# SOURCE DOCUMENT

☆ ☆ ☆ ☆

Life During a Coronavirus Pandemic: Week 57 Sees Huge Surge of Cases in India

Life During a Coronavirus Pandemic: Week 57 Sees Huge Surge of Cases in India

Brownsea Island in Poole Harbour re-opens to the public this week and I enjoy the long awaited return to my duties as volunteer on this very special island.

By week 57 of the coronavirus pandemic cases and deaths from COVID-19 in the UK are steadily decreasing due to both the very successful vaccine roll-out as well as restrictions including the use of face masks and social distancing.  But we become very aware that the coronavirus is a global problem when a sudden, huge surge of cases and sweeps across in India. As the Indian variant of the virus starts to appear in other countries there are fears the vaccines currently in use will not be effective against this strain. I am very busy this week as I am now volunteering at three places, two vaccination hubs and Brownsea Islands where the red squirrels seem pleased to see me back again.

Red Squirrel on Brownsea Island in Dorset

Monday 19 April 2021

A serious sea fret banishes all hope of an early morning bike ride today. From the back window I can’t see as far as the garages at the end of the drive. Looking out at the front the harbour is completely obscured by a white blanket of cloud. It does not look as though it will lift any time soon. I know I won’t feel safe on my bike cycling through mist so I decide to get on with writing my article about Blandford Forum in Dorset. Throughout the morning the fret ebbed and flowed and sometimes I would hear the horns of shipping leaving or entering Poole Harbour. The fret did not clear until 10:30 this morning – until then the harbour was hung with an air of mystery as birds flew in and out of the enveloping mist.

☆ ☆ ☆ ☆

# PROBLEMS TO SOLVE
(1) According to the pandemic diary, what time did the sea fret clear on Monday 19 April 2021?
(2) How would you say this sentence from the pandemic diary in Spanish: "It does not look as though it will lift any time soon."

☆ ☆ ☆ ☆

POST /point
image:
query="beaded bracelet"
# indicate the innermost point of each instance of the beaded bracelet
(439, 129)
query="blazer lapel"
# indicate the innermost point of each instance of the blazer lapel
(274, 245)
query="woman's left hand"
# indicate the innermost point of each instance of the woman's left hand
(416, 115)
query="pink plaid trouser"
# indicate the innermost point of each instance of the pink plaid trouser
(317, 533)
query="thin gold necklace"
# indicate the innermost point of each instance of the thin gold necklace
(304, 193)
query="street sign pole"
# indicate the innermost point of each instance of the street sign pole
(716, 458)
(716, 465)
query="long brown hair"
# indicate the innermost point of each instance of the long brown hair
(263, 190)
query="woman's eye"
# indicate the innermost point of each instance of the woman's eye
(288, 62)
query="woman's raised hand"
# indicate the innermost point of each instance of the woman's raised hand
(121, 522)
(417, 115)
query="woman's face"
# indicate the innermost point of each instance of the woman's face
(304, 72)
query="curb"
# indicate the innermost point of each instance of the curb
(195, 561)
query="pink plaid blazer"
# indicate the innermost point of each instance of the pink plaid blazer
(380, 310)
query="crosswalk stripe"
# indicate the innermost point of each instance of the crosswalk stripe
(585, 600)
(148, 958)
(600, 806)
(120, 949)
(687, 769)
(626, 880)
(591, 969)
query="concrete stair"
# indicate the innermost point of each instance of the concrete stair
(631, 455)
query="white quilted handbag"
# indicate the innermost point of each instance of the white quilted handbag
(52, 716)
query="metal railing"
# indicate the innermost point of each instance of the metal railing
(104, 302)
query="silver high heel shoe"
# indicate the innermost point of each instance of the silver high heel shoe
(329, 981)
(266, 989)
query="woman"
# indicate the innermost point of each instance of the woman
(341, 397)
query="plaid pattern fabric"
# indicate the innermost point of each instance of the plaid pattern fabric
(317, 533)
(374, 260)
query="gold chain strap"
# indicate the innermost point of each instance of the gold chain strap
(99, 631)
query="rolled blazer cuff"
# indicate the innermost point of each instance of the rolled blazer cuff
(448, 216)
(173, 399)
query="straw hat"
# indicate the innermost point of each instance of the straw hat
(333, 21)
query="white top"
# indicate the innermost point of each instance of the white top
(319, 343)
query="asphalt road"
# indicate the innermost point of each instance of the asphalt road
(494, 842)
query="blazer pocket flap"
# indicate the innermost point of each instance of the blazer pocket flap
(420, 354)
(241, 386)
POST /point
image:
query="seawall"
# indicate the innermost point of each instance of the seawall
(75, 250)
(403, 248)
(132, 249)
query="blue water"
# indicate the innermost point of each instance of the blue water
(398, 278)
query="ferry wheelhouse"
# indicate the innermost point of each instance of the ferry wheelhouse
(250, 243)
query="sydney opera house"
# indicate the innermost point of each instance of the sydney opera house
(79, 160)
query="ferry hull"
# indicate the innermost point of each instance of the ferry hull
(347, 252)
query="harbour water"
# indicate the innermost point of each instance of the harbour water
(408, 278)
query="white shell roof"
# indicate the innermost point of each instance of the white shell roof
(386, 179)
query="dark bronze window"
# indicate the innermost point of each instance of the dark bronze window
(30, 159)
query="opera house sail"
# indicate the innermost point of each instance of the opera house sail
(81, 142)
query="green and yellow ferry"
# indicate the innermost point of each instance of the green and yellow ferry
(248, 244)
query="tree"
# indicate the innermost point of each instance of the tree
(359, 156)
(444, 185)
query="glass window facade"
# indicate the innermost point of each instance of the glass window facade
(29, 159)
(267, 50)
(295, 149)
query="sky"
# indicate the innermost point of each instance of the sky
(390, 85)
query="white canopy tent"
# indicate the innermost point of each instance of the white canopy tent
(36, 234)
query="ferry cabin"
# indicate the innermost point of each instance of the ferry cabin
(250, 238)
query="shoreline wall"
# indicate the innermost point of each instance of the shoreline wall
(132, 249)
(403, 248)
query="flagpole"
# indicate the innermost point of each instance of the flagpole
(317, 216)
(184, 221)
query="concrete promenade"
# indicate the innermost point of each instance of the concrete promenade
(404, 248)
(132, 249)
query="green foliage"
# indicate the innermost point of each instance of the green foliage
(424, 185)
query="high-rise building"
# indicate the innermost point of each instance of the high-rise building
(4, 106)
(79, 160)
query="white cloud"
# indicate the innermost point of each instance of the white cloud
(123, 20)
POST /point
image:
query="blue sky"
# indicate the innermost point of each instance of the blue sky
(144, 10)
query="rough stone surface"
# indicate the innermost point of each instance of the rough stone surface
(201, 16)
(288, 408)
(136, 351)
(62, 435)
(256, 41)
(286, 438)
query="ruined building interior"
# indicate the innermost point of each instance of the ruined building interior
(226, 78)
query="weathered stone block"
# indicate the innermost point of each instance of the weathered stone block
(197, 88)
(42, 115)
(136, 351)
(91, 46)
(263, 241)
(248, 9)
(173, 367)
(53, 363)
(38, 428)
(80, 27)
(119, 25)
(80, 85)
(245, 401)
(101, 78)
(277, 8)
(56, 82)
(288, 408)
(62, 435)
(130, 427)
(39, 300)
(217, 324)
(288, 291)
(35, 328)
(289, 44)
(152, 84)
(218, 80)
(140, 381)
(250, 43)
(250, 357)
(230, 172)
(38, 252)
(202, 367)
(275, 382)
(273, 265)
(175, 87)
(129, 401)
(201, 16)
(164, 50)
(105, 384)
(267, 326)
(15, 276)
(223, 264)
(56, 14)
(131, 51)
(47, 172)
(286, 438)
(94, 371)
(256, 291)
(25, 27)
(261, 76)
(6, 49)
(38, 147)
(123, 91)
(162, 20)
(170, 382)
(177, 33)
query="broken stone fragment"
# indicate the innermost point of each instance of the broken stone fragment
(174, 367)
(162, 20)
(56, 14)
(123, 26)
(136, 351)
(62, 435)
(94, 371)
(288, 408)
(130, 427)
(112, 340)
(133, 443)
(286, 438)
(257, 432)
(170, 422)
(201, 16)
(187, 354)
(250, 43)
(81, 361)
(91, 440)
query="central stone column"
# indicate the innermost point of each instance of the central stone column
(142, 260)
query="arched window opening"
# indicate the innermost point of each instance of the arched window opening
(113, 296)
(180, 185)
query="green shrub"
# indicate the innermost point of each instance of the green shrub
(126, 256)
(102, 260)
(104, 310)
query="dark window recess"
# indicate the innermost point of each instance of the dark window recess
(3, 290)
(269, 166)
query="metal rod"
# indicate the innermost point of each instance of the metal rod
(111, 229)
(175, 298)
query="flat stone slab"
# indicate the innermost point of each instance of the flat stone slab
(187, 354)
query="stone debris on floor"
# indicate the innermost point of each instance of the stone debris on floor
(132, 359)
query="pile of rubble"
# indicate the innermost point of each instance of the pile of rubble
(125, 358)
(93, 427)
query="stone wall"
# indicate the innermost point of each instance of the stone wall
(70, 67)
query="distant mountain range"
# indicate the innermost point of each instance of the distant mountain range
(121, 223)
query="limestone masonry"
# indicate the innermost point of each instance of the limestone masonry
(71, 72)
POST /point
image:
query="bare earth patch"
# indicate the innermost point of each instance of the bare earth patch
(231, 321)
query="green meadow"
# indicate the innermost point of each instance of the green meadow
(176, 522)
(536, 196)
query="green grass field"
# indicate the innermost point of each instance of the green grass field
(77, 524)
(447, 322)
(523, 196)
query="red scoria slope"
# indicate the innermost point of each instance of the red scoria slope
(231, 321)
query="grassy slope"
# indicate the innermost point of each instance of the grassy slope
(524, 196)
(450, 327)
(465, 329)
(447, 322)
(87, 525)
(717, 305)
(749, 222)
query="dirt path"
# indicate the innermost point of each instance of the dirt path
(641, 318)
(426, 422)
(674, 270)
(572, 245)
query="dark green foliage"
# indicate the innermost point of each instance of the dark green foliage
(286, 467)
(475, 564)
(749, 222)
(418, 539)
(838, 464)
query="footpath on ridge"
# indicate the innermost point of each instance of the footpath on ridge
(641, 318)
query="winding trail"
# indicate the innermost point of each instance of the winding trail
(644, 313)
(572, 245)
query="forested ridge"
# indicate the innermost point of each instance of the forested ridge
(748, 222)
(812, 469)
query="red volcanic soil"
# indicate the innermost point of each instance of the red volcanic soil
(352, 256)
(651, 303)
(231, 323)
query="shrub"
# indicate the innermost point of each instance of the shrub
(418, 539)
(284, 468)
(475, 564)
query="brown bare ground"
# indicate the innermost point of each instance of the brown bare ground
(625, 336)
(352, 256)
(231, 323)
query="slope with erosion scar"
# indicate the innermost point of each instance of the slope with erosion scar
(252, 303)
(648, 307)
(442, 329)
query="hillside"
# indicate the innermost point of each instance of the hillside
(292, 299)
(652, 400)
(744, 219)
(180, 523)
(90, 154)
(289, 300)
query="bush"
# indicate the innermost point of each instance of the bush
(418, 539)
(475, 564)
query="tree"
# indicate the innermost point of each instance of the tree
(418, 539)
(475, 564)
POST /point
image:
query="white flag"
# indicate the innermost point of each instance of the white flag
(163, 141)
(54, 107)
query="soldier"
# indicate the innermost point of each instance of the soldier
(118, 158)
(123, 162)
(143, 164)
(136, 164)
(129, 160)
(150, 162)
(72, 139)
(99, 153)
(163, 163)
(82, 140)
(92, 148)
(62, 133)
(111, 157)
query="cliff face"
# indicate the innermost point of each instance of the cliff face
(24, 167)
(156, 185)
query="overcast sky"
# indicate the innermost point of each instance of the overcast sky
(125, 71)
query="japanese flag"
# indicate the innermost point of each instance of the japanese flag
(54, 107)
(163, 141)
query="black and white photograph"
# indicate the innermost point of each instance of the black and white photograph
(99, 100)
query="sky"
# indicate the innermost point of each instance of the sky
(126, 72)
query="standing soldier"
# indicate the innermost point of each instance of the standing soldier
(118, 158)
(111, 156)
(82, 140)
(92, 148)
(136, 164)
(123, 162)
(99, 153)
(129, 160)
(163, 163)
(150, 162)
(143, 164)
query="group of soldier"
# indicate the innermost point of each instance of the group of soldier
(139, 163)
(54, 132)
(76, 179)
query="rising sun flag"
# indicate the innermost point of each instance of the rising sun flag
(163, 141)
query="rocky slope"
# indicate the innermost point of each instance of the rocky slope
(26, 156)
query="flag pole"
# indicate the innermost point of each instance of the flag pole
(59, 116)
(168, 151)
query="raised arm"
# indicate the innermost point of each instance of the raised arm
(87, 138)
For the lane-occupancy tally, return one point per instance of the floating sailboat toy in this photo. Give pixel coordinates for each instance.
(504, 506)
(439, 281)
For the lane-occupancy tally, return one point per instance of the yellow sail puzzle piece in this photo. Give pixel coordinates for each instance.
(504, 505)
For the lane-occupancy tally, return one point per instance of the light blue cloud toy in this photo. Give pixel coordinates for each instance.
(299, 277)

☆ ☆ ☆ ☆

# WRITTEN ANSWERS
(1) 10:30 in the morning.

(2) No parece que vaya a disiparse pronto.